#### PROBLEM TO SOLVE:
Convert the listing into a two-column CSV with the headers "input" and "output", one row per text-and-answer pair, and put each value in a single quoted field with line breaks turned into spaces. Begin at the line that has "Where can the jagged" and continue through the end of the listing.

#### ENTRIES SHOWN:
________________________

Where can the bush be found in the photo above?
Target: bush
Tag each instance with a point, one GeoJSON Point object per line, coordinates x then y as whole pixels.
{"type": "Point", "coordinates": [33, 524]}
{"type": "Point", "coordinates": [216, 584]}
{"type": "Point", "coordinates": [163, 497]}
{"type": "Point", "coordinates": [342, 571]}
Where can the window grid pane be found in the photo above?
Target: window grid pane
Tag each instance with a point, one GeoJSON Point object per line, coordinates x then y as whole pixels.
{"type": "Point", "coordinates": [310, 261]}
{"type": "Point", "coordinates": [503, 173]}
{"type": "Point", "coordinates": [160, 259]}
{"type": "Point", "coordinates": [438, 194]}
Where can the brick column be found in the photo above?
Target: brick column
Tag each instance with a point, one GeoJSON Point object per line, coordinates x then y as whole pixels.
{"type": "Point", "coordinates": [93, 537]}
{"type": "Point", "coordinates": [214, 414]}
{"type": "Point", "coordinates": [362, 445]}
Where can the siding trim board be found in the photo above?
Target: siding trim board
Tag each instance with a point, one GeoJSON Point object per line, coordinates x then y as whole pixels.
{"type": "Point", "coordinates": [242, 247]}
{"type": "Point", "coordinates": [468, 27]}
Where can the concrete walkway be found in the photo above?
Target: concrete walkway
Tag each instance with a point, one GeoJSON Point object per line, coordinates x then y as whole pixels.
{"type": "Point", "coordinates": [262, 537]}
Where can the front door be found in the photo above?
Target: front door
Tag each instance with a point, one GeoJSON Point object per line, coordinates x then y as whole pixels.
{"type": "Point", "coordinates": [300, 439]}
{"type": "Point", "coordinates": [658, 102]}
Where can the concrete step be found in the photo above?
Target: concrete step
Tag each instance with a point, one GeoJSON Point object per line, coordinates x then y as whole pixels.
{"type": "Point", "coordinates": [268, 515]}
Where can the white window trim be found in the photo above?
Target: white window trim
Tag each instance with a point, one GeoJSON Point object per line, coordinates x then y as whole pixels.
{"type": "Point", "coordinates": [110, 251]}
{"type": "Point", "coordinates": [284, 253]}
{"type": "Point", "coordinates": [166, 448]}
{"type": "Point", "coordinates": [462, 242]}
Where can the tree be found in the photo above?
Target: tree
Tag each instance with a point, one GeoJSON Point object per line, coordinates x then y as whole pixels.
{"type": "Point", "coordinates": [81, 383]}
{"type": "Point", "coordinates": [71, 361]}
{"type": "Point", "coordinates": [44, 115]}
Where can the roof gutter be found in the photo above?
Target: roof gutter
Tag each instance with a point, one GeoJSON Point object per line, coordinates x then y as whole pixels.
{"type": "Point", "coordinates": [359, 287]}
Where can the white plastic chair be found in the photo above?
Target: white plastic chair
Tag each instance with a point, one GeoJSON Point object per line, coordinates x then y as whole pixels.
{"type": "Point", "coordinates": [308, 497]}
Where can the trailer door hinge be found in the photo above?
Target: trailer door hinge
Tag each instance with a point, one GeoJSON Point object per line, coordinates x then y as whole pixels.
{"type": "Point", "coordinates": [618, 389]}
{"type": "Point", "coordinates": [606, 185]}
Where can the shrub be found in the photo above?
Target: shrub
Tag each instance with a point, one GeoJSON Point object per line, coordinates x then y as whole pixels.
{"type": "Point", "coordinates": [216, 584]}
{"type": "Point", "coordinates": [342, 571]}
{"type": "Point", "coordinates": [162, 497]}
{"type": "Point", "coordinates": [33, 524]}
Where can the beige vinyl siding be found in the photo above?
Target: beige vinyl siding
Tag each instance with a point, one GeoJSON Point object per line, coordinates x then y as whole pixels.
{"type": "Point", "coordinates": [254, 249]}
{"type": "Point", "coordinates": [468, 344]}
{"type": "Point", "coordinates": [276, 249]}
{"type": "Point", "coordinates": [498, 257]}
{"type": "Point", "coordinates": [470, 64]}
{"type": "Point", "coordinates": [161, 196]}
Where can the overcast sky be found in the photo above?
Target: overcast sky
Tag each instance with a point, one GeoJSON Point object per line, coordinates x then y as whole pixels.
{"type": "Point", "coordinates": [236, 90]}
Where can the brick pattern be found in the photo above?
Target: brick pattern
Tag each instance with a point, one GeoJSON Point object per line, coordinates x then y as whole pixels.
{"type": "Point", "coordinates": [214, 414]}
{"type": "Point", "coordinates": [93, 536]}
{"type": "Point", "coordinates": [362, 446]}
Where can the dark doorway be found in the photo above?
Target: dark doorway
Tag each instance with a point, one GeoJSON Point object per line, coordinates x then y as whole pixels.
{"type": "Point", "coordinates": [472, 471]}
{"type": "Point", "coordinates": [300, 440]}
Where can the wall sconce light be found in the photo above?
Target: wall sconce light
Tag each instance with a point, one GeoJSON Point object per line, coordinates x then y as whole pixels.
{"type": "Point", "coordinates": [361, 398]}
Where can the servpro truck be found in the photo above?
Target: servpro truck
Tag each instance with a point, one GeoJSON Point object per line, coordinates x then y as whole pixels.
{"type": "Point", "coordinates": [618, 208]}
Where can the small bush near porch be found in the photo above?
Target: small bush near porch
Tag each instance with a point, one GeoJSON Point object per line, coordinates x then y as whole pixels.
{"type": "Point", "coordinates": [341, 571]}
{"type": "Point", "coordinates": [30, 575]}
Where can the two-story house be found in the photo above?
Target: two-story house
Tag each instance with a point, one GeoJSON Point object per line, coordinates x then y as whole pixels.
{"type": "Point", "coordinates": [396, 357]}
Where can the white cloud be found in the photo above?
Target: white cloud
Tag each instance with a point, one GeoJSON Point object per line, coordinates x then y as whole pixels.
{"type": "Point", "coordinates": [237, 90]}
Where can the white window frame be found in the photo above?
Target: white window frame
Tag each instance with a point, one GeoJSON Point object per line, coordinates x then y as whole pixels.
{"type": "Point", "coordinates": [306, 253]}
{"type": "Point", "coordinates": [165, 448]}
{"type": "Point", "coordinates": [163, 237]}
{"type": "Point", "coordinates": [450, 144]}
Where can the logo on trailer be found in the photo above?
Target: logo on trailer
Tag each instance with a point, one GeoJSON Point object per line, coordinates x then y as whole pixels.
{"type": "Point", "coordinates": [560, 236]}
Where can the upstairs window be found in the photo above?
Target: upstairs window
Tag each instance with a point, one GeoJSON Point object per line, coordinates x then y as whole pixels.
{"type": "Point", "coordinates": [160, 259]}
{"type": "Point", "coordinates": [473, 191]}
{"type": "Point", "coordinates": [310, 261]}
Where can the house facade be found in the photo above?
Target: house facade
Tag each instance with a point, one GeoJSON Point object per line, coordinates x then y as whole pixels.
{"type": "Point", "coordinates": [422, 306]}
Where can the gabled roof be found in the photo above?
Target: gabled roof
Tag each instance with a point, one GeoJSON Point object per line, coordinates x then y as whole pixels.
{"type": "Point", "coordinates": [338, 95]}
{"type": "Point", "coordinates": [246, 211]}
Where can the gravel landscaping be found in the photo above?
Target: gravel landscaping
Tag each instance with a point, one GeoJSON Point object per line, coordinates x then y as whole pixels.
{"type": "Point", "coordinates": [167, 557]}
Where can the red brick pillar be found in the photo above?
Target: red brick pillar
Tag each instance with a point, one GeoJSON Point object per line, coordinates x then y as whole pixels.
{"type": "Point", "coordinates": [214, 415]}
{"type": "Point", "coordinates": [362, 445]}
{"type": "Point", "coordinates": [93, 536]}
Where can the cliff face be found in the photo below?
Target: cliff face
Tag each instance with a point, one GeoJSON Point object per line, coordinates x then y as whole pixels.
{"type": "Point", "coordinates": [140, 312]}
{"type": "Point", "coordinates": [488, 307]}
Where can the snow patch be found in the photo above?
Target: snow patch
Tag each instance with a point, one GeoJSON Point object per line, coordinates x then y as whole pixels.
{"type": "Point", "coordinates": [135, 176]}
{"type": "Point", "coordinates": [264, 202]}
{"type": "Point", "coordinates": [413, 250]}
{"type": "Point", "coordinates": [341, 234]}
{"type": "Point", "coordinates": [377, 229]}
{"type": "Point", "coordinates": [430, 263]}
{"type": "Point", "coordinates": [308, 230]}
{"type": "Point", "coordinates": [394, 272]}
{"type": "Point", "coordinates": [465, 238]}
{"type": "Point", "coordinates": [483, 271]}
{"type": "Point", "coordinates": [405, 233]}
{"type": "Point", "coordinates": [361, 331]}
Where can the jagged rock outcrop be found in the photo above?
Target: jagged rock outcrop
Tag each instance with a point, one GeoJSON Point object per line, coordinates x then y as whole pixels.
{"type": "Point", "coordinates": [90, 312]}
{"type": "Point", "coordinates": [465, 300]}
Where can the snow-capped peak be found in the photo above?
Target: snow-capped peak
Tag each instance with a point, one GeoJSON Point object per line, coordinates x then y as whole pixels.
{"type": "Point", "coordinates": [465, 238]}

________________________

#### FINISHED TASK:
input,output
"Where can the jagged rock outcrop be found in the photo above? Target: jagged rock outcrop Tag each instance with a point, one GeoJSON Point object per line, coordinates x then y as whole pixels.","{""type"": ""Point"", ""coordinates"": [90, 312]} {""type"": ""Point"", ""coordinates"": [465, 300]}"
"Where can the snow-capped peak be found in the photo above? Target: snow-capped peak Tag each instance with a point, one GeoJSON Point object per line, coordinates x then y as whole pixels.","{""type"": ""Point"", ""coordinates"": [465, 238]}"